- [Activity] Each record below should be given again exactly as it reads.

- [Exercise input]
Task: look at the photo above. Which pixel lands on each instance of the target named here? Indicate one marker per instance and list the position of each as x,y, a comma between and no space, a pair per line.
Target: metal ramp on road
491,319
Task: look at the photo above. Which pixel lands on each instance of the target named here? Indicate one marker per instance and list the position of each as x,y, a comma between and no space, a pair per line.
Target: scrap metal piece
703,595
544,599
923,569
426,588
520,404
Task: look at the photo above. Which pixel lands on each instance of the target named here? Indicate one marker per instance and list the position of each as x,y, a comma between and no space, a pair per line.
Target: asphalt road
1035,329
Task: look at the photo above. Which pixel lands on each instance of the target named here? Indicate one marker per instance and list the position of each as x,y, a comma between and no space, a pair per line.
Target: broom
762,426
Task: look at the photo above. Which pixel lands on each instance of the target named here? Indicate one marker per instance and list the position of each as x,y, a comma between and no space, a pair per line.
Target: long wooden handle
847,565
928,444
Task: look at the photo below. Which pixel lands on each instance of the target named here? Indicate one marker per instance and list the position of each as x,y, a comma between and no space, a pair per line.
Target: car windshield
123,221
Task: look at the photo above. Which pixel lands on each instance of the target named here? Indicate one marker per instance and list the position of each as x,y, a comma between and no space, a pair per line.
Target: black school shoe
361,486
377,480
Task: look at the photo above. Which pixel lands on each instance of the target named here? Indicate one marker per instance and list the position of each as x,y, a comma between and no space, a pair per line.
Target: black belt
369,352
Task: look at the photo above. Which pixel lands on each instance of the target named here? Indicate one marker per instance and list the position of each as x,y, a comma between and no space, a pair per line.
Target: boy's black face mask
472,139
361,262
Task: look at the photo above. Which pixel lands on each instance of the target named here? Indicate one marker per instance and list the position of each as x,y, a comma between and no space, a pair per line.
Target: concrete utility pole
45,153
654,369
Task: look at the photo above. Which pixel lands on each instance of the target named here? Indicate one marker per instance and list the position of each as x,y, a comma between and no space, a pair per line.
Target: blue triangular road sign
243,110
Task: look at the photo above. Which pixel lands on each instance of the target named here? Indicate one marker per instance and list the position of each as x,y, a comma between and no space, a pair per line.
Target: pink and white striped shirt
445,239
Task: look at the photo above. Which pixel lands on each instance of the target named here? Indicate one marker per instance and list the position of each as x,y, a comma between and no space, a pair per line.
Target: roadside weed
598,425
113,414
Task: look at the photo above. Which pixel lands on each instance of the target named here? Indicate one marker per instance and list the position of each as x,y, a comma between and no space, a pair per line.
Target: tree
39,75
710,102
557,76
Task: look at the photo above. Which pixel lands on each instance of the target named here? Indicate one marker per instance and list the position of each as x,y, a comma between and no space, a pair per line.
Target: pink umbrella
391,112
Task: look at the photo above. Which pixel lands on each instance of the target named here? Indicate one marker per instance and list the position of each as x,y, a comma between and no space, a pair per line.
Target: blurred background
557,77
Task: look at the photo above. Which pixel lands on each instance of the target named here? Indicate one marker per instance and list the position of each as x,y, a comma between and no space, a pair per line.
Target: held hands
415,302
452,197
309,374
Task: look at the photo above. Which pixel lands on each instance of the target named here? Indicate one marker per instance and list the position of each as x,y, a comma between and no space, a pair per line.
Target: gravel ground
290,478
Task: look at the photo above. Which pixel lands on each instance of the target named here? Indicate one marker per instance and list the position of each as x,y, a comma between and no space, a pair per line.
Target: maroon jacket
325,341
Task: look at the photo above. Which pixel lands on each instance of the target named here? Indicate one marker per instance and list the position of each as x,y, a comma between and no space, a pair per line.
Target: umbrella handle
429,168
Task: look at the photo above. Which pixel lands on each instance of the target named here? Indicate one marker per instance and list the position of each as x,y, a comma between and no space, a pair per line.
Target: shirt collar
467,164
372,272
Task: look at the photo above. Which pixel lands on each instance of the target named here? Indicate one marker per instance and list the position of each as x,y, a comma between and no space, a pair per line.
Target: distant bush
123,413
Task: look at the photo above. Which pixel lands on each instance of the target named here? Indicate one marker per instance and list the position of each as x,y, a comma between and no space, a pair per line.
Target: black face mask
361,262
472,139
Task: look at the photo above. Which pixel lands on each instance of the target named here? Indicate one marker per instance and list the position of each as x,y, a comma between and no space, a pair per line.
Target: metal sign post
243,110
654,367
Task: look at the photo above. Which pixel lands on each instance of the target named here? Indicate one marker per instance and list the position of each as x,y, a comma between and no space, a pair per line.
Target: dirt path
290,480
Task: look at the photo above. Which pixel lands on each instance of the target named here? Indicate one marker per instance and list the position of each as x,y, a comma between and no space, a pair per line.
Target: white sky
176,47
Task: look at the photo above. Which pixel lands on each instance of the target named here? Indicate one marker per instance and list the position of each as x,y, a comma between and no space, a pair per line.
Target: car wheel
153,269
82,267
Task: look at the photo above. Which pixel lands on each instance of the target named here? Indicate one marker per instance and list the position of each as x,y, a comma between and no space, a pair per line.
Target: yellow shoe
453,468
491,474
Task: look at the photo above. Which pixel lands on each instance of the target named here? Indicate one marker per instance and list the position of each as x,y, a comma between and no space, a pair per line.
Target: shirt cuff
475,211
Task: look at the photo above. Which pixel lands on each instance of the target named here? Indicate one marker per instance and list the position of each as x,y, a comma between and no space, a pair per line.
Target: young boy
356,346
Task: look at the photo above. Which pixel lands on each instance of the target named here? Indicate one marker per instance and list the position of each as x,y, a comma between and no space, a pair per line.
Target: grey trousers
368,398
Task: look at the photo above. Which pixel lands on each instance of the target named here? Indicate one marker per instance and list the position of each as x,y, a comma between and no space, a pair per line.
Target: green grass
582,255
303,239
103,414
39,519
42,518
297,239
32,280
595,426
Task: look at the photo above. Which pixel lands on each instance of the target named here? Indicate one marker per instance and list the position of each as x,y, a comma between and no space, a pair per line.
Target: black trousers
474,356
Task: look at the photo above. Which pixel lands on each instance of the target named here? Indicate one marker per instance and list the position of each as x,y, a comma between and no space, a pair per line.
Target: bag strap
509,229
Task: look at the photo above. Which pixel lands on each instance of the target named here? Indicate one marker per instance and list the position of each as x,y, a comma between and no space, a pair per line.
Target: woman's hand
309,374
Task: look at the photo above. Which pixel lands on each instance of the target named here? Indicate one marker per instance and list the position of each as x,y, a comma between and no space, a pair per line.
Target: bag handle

- [Solution to this problem]
Task: look at the photo above. Which pixel lands on each instance of the target named here? Indicate one marker per instance and list the position of each as x,y, a comma between and no space, a pair per line.
Target: metal ramp on road
491,319
Task: look at the photo above. Which pixel lands on each instance of the target named here? Indicate one marker per instance and list the position of each as x,y, a comma between and no space, a pair per line.
Target: scrap metal piece
703,595
544,599
923,569
426,588
520,404
Task: look at the photo above. Which pixel lands on each instance of the target named here? Indicate one marker per instance and list the position of each as x,y, a comma between and no space, a pair per line.
Target: asphalt road
1035,329
Task: look at the photo above. Which pixel lands on each instance of the target named here? Indicate one marker per instance and list the position of each as x,y, a comma between and no space, a pair per line.
Target: broom
762,426
Task: look at the photo above. Which pixel lands on each instance of the target named here? Indicate one marker per instance and list the position of each as x,y, a comma between and no space, a pair per line.
Target: long wooden handle
847,565
928,444
Task: look at the photo below. Which pixel lands on each instance of the target named here? Indicate one marker per instance and list the position of each as x,y, a comma between and no space, a pair per line.
Target: car windshield
123,221
Task: look at the photo above. Which pixel lands on each instance of the target named here? Indicate one marker per instance and list the position of each as x,y, a comma between and no space, a pair per line.
Target: black school shoe
361,486
377,480
Task: look at the photo above. Which pixel lands on each instance of the target named here? Indicate one marker per instance and list the position of each as x,y, a comma between and no space, a pair per line.
Target: black belt
369,352
Task: look at the photo above. Which pixel lands on each instance of the target named here? Indicate one marker per instance and list the position of each as x,y, a comma between and no space, a pair per line.
Target: boy's black face mask
472,139
361,262
Task: look at the photo above. Which pixel lands on each instance of the target named here? Indicate one marker per instance and list the position of each as x,y, a comma between and no space, a pair per line.
Target: concrete utility pole
45,153
654,369
Task: look at the photo above. Which pixel lands on each instance of the target named here? Indicate one marker per instance and list the position of each as x,y, a comma between and no space, a pair per line.
Target: blue triangular road sign
243,110
Task: look at the photo above. Which pixel lands on each instance of the target named here? Indicate one marker per instance and list the position of each as x,y, a comma between and no space, a pair per line.
Target: pink and white striped shirt
445,239
Task: look at the photo above. Which pixel lands on each instance of the target named here? Indicate one marker per instance and list the position of each as x,y, a comma between and no space, a pair per line.
Target: roadside weed
598,425
113,414
Task: look at the photo above. Which pixel lands on each instance of the target named here? Indicate one marker per instance and list the position of each as x,y, a comma between and no space, a pair per line.
Target: tree
39,75
710,102
557,76
Task: look at the photo above. Which pixel lands on each instance of the target named here? Indicate one marker per instance and list the position of each as x,y, a comma between and no space, a pair per line.
Target: pink umbrella
391,112
Task: look at the photo above. Which pixel lands on each instance of the target named here? Indicate one marker per instance and list the position of each as x,y, a comma between and no space, a pair per line.
Target: blurred background
557,77
Task: look at the photo above. Which pixel lands on each instance of the target named here? Indicate one marker per instance and list the position of each as x,y, a comma between and no space, a pair per line.
Target: held hands
415,302
452,197
309,374
Task: look at the photo above. Which pixel lands on each instance of the target named here? Indicate one marker per instance and list the position of each as x,y, a comma between and no space, a pair per line.
Target: gravel ground
290,478
Task: look at the photo above. Which pixel lands on each instance of the target named here? Indicate one marker per instance and list the position of each as x,y, a comma between and no space, a pair per line.
Target: maroon jacket
325,341
Task: look at the photo above. Which pixel lands on each instance of the target named here? Indicate one marker per instance and list the position of each as x,y, a comma between and no space, a pair per line.
Target: umbrella handle
429,168
Task: look at the photo above. Which pixel lands on each instance of the target named here? Indicate one marker per instance and list the position of each as x,y, a comma between and no space, a pair per line.
Target: shirt collar
467,164
372,272
Task: look at the photo above. Which pixel lands on each instance of the target named here? Indicate one marker per instance and list the position of each as x,y, a comma between and no space, a pair per line.
Target: distant bush
123,413
Task: look at the photo above. Which pixel lands on each instance of the target named here? Indicate one marker per instance and list the position of each as x,y, a comma between and no space, a pair per line.
Target: black face mask
361,262
472,139
Task: look at the photo above. Which pixel lands on each instance of the target named here? Indicate one marker per instance and list the position of each as x,y, a comma between and no space, a pair per line.
Target: metal sign post
243,110
654,367
Task: look at the photo above. Which pixel lands on each instance of the target named here? Indicate one marker per instance and list the position of each as x,y, a comma between and no space, a pair per line.
Target: dirt path
290,480
Task: look at the photo above. Which pixel lands on each instance of the target named here? Indicate one marker per instance and list the position of each as x,y, a comma between and no space, a pair per line.
Target: white sky
176,47
Task: look at the photo above. Which pixel lands on each instance of the target named here? Indicate one marker per instance and list the position of each as x,y, a comma between and no space, a pair per line.
Target: car wheel
153,269
82,267
Task: look at the photo above. Which pixel lands on each instance of the target named here? Indicate one marker per instance and list the position of each as x,y, a comma between and no space, a pair per line.
Target: yellow shoe
453,468
491,474
Task: look at the photo above. Which pixel lands on each instance of the target named here? Indicate one marker per instance and list the position of each as x,y, a comma between and no space, a pair per line.
Target: shirt cuff
475,211
Task: look at the photo above. Which pixel lands on each instance of the target named here? Indicate one marker per instance and list the position of each as x,y, a comma between and no space, a pair per line.
Target: young boy
356,346
Task: look at the photo above. Which pixel lands on each instance of the target named here? Indicate one marker per instance and list the position of each as x,y, a comma between and no space, a pair per line.
Target: grey trousers
368,398
Task: look at the photo above. Which pixel lands on each instance of the target named here? Indicate one marker per instance and list the position of each as x,y, a comma between and no space, a pair per line.
Target: green grass
582,255
303,239
103,414
39,519
42,518
297,239
32,280
595,426
Task: look at the photo above. Which pixel lands on each instance of the target named here? Indicate one marker per instance and list the position of each as x,y, a comma between and no space, a pair per line.
Target: black trousers
474,356
Task: look at the photo above. Which pixel lands on each instance of the target named here? Indicate one marker per instance and list the position of each as x,y, a comma between and no space, a pair per line.
Target: bag strap
509,229
Task: look at the photo above. Which pixel lands on each instance of the target named here? Indicate one marker per instance and list the position of each as x,y, a comma between and no space, a pair per line.
Target: woman's hand
309,374
Task: look at the photo above. Which pixel lands on each instance of the target named here? Indicate one marker per instance and list the position of each as x,y, a comma between and no space, a pair per line.
Target: bag handle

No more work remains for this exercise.